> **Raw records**
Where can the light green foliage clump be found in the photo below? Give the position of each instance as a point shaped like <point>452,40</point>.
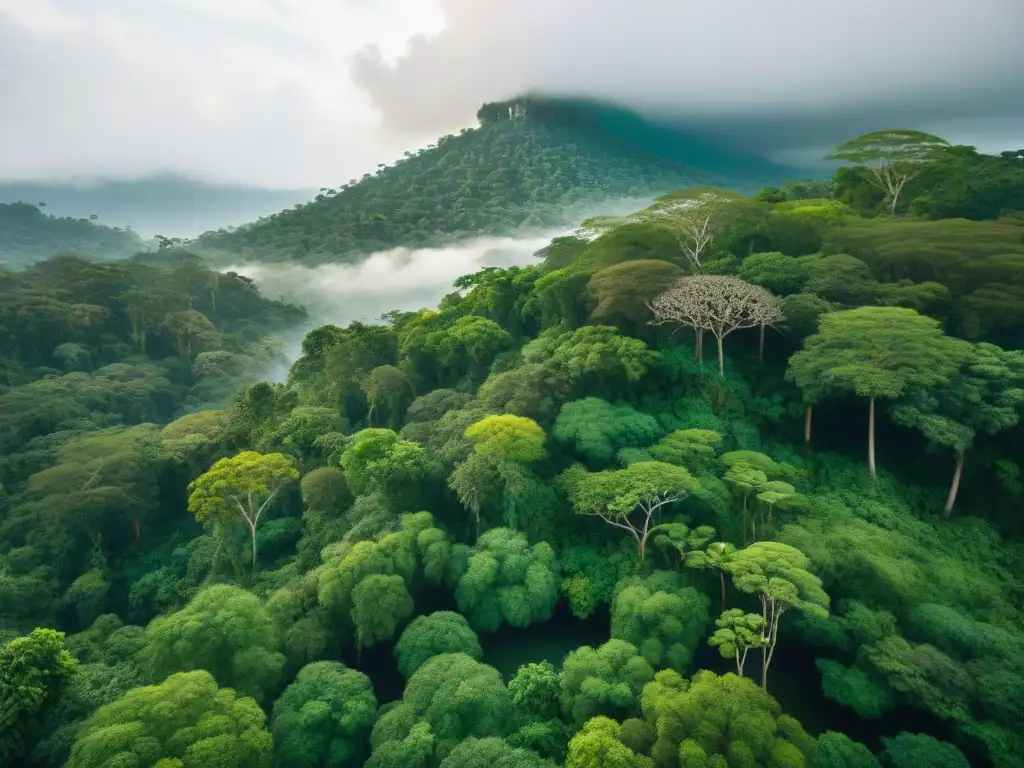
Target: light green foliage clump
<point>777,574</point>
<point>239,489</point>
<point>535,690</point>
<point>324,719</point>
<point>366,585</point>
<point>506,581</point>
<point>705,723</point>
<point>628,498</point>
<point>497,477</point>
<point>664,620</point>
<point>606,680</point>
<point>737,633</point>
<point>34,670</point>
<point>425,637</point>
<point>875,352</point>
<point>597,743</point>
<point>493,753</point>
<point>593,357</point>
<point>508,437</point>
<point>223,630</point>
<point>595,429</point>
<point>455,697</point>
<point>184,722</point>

> **Required work**
Copy out all of the data above character for character, but leave out the pictures.

> **Written solution**
Where can the light green foliage clump be found in the photo below? Give the position of each instance as a point shaped like <point>452,40</point>.
Target: light green foliage clump
<point>777,574</point>
<point>239,489</point>
<point>535,690</point>
<point>324,719</point>
<point>366,585</point>
<point>506,581</point>
<point>705,723</point>
<point>628,498</point>
<point>497,477</point>
<point>664,620</point>
<point>606,680</point>
<point>737,633</point>
<point>34,670</point>
<point>425,637</point>
<point>875,352</point>
<point>597,743</point>
<point>493,753</point>
<point>593,357</point>
<point>508,437</point>
<point>223,630</point>
<point>595,429</point>
<point>455,697</point>
<point>184,722</point>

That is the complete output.